* _Instruction_
Repeat the listing exactly as given, omitting every image.

[Excerpts of pointing data]
------------------------------------------------

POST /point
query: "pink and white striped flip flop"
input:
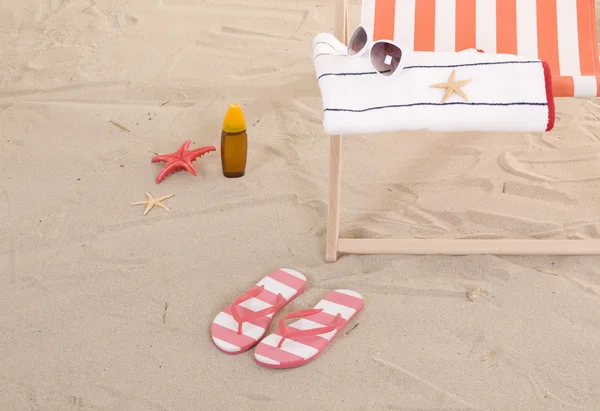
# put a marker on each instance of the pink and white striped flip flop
(241, 324)
(301, 341)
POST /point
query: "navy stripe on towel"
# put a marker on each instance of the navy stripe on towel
(454, 103)
(487, 63)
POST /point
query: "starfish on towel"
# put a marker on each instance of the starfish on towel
(180, 160)
(151, 202)
(452, 86)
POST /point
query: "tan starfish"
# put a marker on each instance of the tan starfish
(452, 86)
(151, 202)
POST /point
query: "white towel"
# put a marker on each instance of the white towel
(506, 92)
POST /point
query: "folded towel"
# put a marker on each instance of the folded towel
(504, 92)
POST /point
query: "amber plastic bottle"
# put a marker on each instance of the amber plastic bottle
(234, 143)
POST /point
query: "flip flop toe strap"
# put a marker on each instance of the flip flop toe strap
(286, 333)
(253, 292)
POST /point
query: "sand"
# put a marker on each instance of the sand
(102, 308)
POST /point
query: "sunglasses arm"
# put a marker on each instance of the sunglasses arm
(341, 21)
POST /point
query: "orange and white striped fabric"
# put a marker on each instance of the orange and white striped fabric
(561, 32)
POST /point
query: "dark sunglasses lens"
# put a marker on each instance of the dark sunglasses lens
(358, 41)
(386, 58)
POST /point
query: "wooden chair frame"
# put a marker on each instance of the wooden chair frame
(336, 245)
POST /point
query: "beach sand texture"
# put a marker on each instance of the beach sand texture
(102, 308)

------------------------------------------------

* _Task solution_
POST /point
query: "pink and white striped flip flop"
input:
# put a marker on each instance of the pink and white striped flip flop
(241, 324)
(301, 341)
POST /point
query: "navy stripe on towel"
# put a marker on each instance of the navy stripe on towel
(454, 103)
(487, 63)
POST /point
query: "starfish on towel"
# put a marker on each instance of the starfish on towel
(180, 160)
(151, 202)
(452, 86)
POST /point
query: "tan starfish"
# put a marker on each instance of the tan starfish
(452, 86)
(151, 202)
POST /point
query: "white towel"
# put a marker on each instance of the white towel
(506, 92)
POST /point
query: "folded towel"
# put a marker on each instance of the folded towel
(504, 92)
POST /point
query: "amber plastic bottle"
# put a marker on each instance of the amber plastic bottle
(234, 143)
POST /point
query: "flip flop toe strap"
# put a marker on each instance of the flip flop toe strap
(286, 333)
(253, 292)
POST /point
query: "sand"
# put a marker on each instance of the sand
(102, 308)
POST /point
query: "sunglasses arm"
# put a marker on each instance of the sunglasses arm
(341, 21)
POST /point
query: "orange and white striped fabric"
# put a marker on each instance of the orange and white striped fabric
(561, 32)
POST /point
query: "dark sunglasses lens"
# put a marker on each instance of the dark sunglasses lens
(358, 41)
(386, 58)
POST /point
query: "wooden chair frame"
# put a marker on each instance of the wooden chair frame
(336, 245)
POST /point
query: "beach sand texture"
# put a marker on each instance of the beach sand texture
(102, 308)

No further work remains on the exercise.